▼

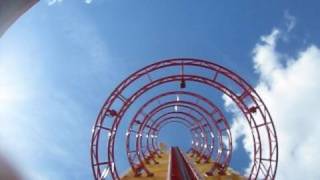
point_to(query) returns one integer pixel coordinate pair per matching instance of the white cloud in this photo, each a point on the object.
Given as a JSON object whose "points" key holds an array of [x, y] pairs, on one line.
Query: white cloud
{"points": [[290, 88], [88, 1], [290, 21], [52, 2]]}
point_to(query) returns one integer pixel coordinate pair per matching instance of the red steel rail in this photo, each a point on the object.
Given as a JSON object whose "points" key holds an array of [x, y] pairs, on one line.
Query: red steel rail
{"points": [[213, 76]]}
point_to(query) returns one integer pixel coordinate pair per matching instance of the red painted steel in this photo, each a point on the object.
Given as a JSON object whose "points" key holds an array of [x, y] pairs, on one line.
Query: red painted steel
{"points": [[265, 143]]}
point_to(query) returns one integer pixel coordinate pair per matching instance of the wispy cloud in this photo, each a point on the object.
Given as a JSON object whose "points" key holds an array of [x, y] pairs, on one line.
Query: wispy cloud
{"points": [[88, 1], [291, 92], [52, 2], [290, 21]]}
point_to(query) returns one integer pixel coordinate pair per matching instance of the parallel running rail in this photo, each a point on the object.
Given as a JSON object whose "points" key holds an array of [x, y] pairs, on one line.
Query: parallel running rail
{"points": [[179, 168]]}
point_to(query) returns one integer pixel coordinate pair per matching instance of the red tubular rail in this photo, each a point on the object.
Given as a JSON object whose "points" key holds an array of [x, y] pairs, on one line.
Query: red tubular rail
{"points": [[179, 169]]}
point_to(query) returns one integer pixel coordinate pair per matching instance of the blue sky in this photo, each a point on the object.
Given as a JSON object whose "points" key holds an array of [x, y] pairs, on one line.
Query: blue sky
{"points": [[60, 61]]}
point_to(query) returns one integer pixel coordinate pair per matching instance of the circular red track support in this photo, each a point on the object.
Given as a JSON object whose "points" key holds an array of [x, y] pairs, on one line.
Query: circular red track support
{"points": [[249, 103], [205, 130]]}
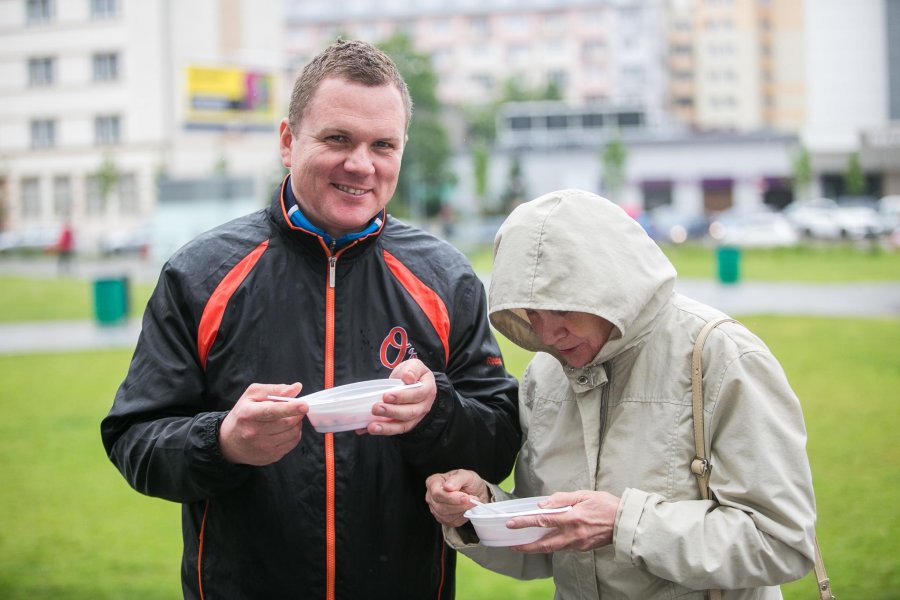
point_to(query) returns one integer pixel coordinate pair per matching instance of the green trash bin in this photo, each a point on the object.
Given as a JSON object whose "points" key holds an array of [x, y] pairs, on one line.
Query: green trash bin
{"points": [[728, 259], [111, 300]]}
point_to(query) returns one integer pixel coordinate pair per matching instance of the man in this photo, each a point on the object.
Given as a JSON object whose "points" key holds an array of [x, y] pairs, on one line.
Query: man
{"points": [[606, 413], [323, 288]]}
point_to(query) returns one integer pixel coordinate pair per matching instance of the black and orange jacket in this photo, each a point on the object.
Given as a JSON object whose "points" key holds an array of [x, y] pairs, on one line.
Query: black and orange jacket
{"points": [[341, 516]]}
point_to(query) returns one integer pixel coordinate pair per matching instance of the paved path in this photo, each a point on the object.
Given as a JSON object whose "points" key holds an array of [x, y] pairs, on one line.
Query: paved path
{"points": [[866, 300]]}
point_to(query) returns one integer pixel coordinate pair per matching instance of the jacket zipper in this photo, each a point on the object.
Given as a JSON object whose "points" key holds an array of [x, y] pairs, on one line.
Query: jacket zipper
{"points": [[604, 415], [330, 534]]}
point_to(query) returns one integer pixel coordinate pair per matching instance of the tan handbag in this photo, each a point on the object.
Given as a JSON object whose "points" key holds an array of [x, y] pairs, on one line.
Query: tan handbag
{"points": [[701, 467]]}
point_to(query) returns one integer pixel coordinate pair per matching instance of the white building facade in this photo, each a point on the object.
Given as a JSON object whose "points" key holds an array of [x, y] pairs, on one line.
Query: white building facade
{"points": [[101, 99]]}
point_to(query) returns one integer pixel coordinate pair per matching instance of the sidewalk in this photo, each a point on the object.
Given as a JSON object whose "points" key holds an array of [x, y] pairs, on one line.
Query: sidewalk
{"points": [[853, 300]]}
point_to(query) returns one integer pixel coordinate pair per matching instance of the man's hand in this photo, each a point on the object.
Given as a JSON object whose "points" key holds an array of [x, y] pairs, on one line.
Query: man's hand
{"points": [[448, 495], [258, 431], [405, 408]]}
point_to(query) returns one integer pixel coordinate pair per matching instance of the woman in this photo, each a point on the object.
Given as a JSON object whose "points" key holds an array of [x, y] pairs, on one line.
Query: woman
{"points": [[605, 408]]}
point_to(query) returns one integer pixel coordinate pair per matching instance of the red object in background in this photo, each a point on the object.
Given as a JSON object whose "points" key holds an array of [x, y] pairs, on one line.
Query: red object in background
{"points": [[66, 241]]}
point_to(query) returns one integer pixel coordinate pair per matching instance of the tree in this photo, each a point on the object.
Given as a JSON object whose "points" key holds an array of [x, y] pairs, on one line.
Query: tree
{"points": [[425, 175], [515, 191], [614, 158], [854, 178], [803, 173]]}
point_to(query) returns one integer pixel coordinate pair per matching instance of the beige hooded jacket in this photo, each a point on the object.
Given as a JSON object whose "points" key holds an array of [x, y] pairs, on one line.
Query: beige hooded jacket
{"points": [[622, 423]]}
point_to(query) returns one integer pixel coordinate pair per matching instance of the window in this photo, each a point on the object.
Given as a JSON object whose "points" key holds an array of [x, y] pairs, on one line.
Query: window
{"points": [[95, 199], [104, 9], [629, 119], [558, 79], [31, 197], [62, 196], [128, 195], [592, 120], [106, 66], [40, 71], [107, 130], [38, 11], [43, 133], [519, 123]]}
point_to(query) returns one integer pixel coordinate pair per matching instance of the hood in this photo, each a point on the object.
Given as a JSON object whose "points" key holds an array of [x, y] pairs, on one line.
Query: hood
{"points": [[572, 250]]}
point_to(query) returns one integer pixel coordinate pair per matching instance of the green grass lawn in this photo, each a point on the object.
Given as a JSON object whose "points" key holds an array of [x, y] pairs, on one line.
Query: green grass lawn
{"points": [[71, 527]]}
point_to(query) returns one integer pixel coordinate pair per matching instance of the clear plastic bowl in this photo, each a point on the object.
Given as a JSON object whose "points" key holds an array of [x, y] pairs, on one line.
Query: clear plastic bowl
{"points": [[491, 527], [349, 407]]}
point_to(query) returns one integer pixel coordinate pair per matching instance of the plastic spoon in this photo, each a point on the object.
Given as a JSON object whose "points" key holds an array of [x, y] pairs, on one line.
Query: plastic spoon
{"points": [[486, 507]]}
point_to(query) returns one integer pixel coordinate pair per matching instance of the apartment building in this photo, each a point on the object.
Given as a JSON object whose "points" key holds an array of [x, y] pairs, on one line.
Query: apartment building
{"points": [[737, 65], [102, 100], [592, 51]]}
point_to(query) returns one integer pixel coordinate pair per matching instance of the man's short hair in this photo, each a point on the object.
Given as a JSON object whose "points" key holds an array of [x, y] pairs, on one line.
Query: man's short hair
{"points": [[352, 60]]}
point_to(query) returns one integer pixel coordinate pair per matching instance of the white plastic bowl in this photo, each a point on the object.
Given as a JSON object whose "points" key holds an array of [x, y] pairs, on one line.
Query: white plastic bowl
{"points": [[348, 407], [491, 527]]}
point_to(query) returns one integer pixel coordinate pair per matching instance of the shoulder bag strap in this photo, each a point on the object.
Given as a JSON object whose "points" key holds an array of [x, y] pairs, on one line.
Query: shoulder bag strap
{"points": [[701, 466]]}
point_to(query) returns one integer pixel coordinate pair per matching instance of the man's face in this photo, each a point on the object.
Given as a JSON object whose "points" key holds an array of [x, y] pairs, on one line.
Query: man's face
{"points": [[345, 156], [577, 336]]}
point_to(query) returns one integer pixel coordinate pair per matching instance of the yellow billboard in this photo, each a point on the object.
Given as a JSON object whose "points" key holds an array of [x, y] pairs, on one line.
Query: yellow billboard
{"points": [[220, 97]]}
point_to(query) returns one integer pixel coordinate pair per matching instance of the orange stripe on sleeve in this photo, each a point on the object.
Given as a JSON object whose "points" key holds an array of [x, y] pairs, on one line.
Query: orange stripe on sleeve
{"points": [[215, 306], [426, 298]]}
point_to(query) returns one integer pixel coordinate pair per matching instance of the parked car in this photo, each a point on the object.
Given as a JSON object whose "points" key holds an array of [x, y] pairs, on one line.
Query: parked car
{"points": [[889, 209], [28, 241], [127, 242], [825, 218], [814, 218], [757, 228], [670, 225]]}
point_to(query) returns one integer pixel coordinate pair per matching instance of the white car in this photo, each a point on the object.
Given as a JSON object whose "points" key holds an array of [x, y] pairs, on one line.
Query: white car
{"points": [[859, 222], [889, 209], [815, 218], [755, 229]]}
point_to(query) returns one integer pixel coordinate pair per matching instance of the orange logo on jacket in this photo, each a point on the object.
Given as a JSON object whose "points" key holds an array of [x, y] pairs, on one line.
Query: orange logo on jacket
{"points": [[396, 348]]}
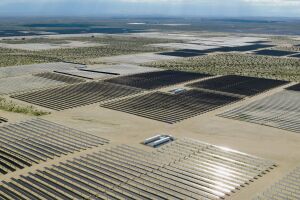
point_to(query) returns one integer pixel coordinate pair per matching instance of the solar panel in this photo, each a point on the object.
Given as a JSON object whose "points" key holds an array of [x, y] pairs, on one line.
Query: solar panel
{"points": [[155, 80], [76, 95], [240, 85]]}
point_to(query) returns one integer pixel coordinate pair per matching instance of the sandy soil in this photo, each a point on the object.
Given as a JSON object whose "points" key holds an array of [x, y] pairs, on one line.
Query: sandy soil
{"points": [[49, 46], [270, 143]]}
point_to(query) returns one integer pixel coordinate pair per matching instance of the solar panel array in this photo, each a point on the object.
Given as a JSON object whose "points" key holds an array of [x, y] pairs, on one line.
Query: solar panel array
{"points": [[241, 85], [92, 75], [170, 108], [281, 110], [60, 77], [250, 47], [155, 80], [185, 53], [296, 56], [76, 95], [31, 142], [294, 87], [187, 169], [271, 52], [287, 188]]}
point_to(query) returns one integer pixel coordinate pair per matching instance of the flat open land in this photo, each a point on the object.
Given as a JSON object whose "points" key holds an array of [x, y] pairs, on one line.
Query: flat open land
{"points": [[73, 121]]}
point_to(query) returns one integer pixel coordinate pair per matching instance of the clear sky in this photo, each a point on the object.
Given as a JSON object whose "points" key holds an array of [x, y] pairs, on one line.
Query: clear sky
{"points": [[180, 8]]}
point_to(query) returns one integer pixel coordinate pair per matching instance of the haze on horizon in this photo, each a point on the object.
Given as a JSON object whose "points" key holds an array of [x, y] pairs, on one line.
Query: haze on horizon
{"points": [[178, 8]]}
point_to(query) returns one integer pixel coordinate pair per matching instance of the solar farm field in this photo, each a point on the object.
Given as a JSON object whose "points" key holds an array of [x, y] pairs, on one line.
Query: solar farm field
{"points": [[239, 85], [155, 80], [170, 108], [76, 95]]}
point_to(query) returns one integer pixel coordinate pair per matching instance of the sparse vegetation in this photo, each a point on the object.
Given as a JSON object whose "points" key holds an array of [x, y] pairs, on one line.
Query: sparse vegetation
{"points": [[240, 64], [10, 106], [115, 46]]}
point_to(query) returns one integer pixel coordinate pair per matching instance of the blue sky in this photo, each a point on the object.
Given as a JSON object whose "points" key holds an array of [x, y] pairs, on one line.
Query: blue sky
{"points": [[230, 8]]}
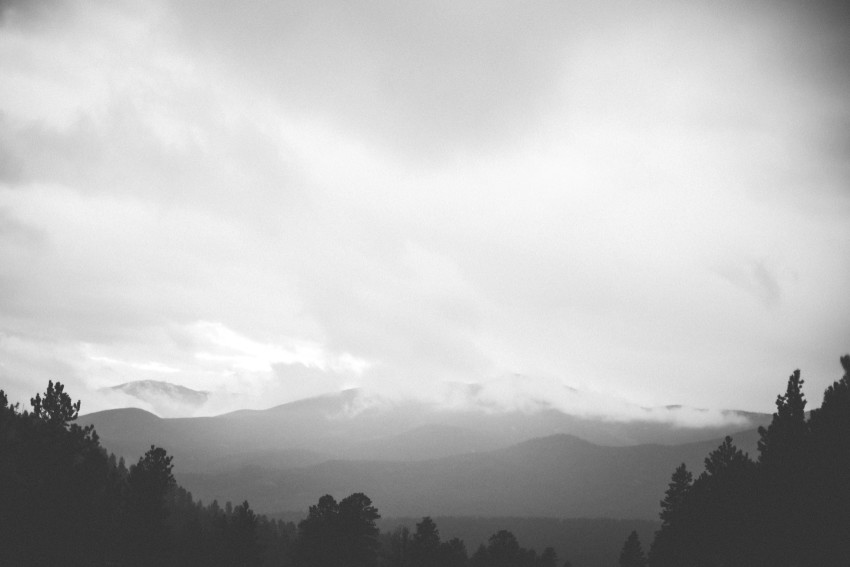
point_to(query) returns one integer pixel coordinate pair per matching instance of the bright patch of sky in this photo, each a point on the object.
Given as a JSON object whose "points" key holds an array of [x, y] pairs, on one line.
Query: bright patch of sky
{"points": [[647, 205]]}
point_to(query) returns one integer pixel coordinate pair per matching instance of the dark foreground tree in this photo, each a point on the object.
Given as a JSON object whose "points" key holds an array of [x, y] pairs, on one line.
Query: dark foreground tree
{"points": [[339, 534], [632, 554], [790, 508]]}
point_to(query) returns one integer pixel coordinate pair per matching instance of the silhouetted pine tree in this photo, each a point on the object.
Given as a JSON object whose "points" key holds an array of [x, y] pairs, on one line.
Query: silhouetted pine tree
{"points": [[632, 554]]}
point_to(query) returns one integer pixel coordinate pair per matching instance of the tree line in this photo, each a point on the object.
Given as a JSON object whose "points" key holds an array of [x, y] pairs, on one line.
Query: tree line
{"points": [[790, 507], [64, 500]]}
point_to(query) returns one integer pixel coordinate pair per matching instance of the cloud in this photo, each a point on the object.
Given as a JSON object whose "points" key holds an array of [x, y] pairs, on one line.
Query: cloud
{"points": [[646, 203]]}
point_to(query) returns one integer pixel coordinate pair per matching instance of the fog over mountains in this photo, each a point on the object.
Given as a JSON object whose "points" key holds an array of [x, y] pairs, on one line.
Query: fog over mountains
{"points": [[416, 458]]}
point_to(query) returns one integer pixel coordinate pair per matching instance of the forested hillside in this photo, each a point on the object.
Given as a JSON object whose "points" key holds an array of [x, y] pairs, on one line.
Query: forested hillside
{"points": [[66, 501]]}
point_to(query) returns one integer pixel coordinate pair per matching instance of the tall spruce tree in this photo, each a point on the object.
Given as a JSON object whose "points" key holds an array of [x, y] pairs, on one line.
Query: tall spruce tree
{"points": [[632, 554]]}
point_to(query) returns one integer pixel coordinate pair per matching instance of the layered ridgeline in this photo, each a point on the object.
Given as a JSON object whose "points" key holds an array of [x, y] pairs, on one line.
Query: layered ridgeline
{"points": [[417, 458]]}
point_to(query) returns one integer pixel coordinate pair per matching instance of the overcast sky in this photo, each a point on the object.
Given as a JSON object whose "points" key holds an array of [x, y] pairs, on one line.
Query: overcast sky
{"points": [[644, 201]]}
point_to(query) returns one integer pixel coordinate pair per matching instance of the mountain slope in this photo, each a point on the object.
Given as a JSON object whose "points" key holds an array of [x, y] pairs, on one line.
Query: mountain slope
{"points": [[350, 426], [557, 476]]}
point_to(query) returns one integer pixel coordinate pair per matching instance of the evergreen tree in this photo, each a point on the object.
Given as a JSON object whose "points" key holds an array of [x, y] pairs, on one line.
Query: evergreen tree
{"points": [[632, 553], [425, 545]]}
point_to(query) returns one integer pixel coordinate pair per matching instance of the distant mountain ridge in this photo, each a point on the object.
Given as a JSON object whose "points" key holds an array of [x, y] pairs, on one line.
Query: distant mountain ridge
{"points": [[556, 476], [165, 398], [344, 426], [416, 459]]}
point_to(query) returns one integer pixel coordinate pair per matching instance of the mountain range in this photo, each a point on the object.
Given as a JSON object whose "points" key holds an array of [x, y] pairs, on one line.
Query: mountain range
{"points": [[415, 459]]}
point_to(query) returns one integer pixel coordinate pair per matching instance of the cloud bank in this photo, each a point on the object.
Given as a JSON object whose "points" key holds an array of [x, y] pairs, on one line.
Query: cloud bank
{"points": [[272, 202]]}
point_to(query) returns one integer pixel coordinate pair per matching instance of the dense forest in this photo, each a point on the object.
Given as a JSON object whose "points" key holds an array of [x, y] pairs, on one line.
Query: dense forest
{"points": [[65, 500]]}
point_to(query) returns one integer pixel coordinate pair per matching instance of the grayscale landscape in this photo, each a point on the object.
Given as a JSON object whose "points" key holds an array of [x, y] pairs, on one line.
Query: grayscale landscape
{"points": [[326, 283]]}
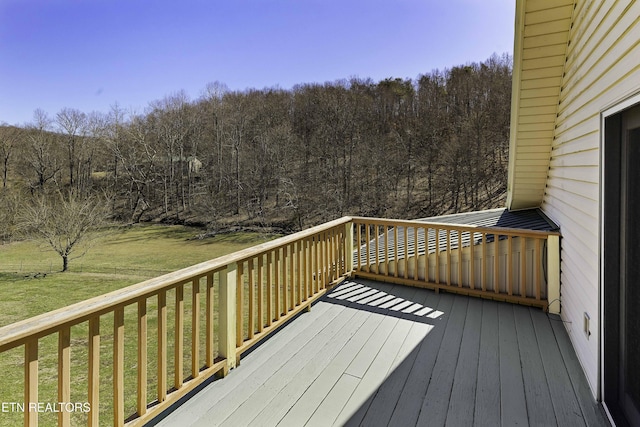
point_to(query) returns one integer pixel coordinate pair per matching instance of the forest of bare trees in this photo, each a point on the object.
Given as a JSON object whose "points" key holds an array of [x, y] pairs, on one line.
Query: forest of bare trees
{"points": [[273, 157]]}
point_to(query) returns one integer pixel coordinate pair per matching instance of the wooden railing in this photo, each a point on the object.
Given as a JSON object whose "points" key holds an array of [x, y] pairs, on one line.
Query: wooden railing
{"points": [[514, 265], [220, 308], [223, 307]]}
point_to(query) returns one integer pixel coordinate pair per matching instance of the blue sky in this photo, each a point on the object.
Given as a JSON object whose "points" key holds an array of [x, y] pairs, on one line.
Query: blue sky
{"points": [[90, 54]]}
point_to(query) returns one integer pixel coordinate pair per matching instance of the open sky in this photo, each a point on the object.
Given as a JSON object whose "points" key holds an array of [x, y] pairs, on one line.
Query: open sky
{"points": [[91, 54]]}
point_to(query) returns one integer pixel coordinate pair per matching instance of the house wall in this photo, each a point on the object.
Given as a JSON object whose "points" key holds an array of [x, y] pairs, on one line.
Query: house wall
{"points": [[601, 70]]}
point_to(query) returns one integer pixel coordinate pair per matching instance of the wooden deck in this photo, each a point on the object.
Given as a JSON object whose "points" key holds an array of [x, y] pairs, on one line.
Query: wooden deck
{"points": [[376, 354]]}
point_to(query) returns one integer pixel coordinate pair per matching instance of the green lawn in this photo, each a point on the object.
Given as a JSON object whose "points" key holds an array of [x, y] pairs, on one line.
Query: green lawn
{"points": [[119, 258]]}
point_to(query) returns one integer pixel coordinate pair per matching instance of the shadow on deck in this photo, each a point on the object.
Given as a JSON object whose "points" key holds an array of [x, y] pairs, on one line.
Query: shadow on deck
{"points": [[376, 354]]}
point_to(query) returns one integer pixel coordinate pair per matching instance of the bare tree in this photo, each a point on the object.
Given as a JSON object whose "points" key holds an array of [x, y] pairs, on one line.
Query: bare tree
{"points": [[67, 224], [73, 124], [8, 139], [40, 155]]}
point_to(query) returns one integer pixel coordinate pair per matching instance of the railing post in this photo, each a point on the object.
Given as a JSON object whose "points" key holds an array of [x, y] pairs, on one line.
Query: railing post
{"points": [[228, 315], [553, 274], [348, 247]]}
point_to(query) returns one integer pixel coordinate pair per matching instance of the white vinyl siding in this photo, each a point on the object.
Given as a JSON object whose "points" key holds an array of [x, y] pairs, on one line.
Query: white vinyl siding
{"points": [[602, 69]]}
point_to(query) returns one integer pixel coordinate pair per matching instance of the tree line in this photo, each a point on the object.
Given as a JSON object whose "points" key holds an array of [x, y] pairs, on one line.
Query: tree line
{"points": [[272, 157]]}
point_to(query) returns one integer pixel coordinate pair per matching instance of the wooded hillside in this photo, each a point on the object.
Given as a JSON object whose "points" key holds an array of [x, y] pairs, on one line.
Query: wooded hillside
{"points": [[272, 157]]}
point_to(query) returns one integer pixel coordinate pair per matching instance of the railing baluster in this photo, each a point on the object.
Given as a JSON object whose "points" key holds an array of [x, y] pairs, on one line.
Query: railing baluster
{"points": [[523, 267], [416, 255], [460, 251], [300, 271], [483, 266], [260, 284], [178, 348], [162, 346], [437, 268], [510, 265], [64, 373], [252, 300], [142, 357], [496, 263], [386, 230], [118, 367], [306, 279], [195, 327], [209, 319], [359, 247], [405, 231], [368, 248], [239, 303], [276, 267], [292, 276], [270, 314], [448, 235], [94, 372], [283, 282], [31, 382], [377, 243], [536, 269], [472, 260]]}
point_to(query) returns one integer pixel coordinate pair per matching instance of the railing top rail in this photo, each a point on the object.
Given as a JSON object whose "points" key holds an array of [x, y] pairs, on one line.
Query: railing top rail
{"points": [[519, 232], [17, 333]]}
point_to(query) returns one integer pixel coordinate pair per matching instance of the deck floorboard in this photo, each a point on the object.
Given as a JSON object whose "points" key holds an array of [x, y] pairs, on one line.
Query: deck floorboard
{"points": [[376, 354]]}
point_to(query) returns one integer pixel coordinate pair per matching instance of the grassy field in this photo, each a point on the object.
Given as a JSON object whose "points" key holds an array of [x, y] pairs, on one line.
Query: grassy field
{"points": [[118, 259]]}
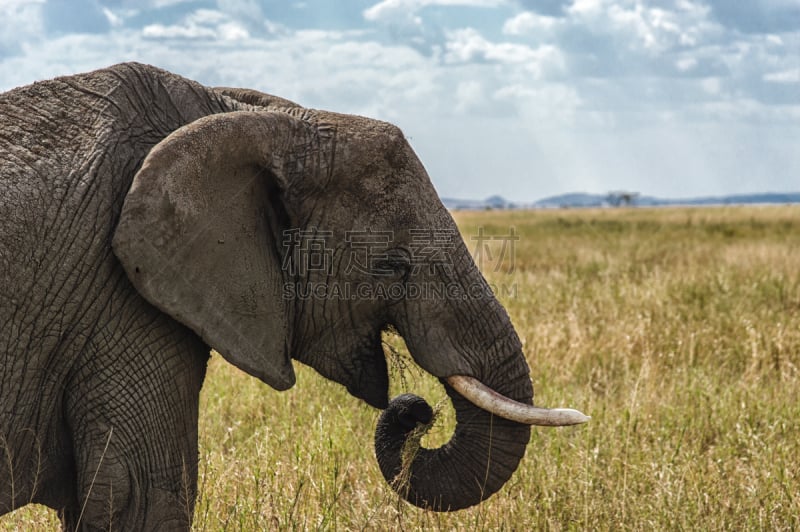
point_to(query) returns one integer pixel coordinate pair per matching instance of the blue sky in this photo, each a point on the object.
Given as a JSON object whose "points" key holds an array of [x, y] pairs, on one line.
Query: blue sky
{"points": [[522, 98]]}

▲

• _To be done_:
Convert every line from the one containing "of the grassy" through the last line, inclusive, into a Markdown table with the columns Row and Text. Number the rows, skip blank lines, and leave the pictures out.

• _Solution for this problem_:
| Row | Text |
|---|---|
| 1 | point_to(query) returns one integer pixel coordinate pair per matching instance of the grassy field in this photo, each a point on the object. |
| 2 | Given as a JSON object whose "points" key holds an array of [x, y] pairs, on one line. |
| 3 | Query: grassy field |
| 4 | {"points": [[118, 259]]} |
| 5 | point_to(query) returns one integer pixel coordinate pair per matching instance of the blue sky in this photo, each a point on the object. |
| 6 | Given as a JSON object whose "points" key holds an array of [x, y] pairs, on one line. |
| 7 | Query: blue sky |
| 8 | {"points": [[522, 98]]} |